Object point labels
------------------------------------

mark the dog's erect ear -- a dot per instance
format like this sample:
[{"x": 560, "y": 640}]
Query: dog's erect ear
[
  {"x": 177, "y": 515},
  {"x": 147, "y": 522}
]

------------------------------------

Recast these lines as a numbered list, leaving out any blank lines.

FULL OUTPUT:
1. mark the dog's erect ear -- a dot per instance
2. format like this sample:
3. [{"x": 560, "y": 640}]
4. Query: dog's erect ear
5. [
6.   {"x": 177, "y": 515},
7.   {"x": 147, "y": 522}
8. ]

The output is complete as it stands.